Could you copy exactly the line that contains "# mark the innermost point of each instance of the open" and every line after it to the end of the records, and nothing more?

|---|

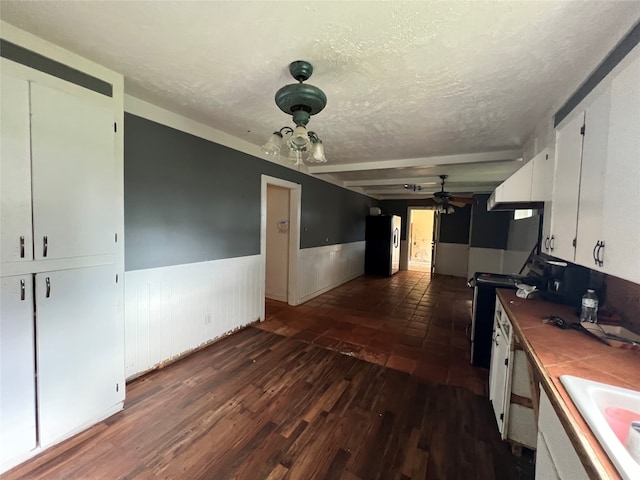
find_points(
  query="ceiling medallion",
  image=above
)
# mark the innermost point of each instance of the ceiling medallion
(300, 100)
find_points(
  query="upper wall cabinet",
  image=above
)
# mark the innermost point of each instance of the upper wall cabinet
(597, 178)
(16, 238)
(58, 169)
(528, 187)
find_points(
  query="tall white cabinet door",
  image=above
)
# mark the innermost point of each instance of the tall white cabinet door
(594, 160)
(73, 158)
(77, 348)
(15, 171)
(622, 181)
(17, 368)
(565, 192)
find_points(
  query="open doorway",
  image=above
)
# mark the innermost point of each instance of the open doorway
(421, 239)
(280, 238)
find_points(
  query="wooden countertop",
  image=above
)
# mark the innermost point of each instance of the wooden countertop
(554, 352)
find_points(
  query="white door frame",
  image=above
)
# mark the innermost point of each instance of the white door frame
(295, 196)
(433, 253)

|---|

» OUTPUT OF THE EXERCISE
# mark the innermost point of each instance of the open doorway
(421, 239)
(280, 238)
find_points(
  query="wooden countertop",
  image=above
)
# mark the innermost point of each instance of the wooden countertop
(554, 352)
find_points(
  query="white door frame",
  image=above
)
# mark the innermost point of each instance of the white door frame
(295, 196)
(433, 253)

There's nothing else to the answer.